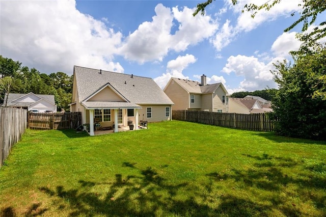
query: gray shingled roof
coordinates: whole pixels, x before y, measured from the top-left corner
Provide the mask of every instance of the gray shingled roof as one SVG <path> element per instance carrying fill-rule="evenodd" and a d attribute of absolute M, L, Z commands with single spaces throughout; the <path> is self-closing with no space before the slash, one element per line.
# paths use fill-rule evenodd
<path fill-rule="evenodd" d="M 141 108 L 140 106 L 135 103 L 132 102 L 83 102 L 86 107 L 88 108 Z"/>
<path fill-rule="evenodd" d="M 28 94 L 31 93 L 29 93 Z M 35 102 L 10 102 L 18 98 L 21 97 L 28 94 L 26 93 L 9 93 L 8 96 L 7 106 L 16 105 L 18 106 L 28 106 L 29 105 L 34 103 Z M 38 97 L 42 99 L 46 99 L 53 104 L 55 104 L 55 96 L 53 95 L 43 95 L 43 94 L 35 94 Z M 6 100 L 6 99 L 5 99 Z"/>
<path fill-rule="evenodd" d="M 173 104 L 151 78 L 75 66 L 79 101 L 91 96 L 108 83 L 130 102 L 137 104 Z M 137 105 L 135 105 L 137 106 Z"/>
<path fill-rule="evenodd" d="M 248 108 L 249 110 L 252 109 L 255 103 L 257 101 L 257 99 L 229 97 L 229 100 L 230 100 Z"/>
<path fill-rule="evenodd" d="M 197 81 L 177 78 L 176 77 L 172 77 L 172 78 L 189 93 L 203 94 L 212 93 L 222 84 L 216 83 L 203 86 L 200 82 Z"/>
<path fill-rule="evenodd" d="M 258 99 L 259 101 L 262 102 L 263 103 L 270 103 L 270 101 L 268 101 L 268 100 L 266 100 L 266 99 L 260 97 L 260 96 L 251 96 L 250 95 L 248 95 L 246 96 L 245 96 L 244 97 L 243 97 L 244 99 Z"/>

□ □ □ □ □ □ □

(Work instructions):
Turn the lines above, from the first one through the one containing "Provide the mask", into a numbered list that skips blank lines and leaves out the pictures.

(Written solution):
1. query: gray shingled roof
2. coordinates: whole pixels, x before y, measured from the top-left corner
3. Provide the mask of every instance of the gray shingled roof as one SVG <path> element per instance carrying fill-rule="evenodd" and a d attribute of absolute M, L, Z commands with single spaces throughout; the <path> is self-closing with no space before the slash, one element per line.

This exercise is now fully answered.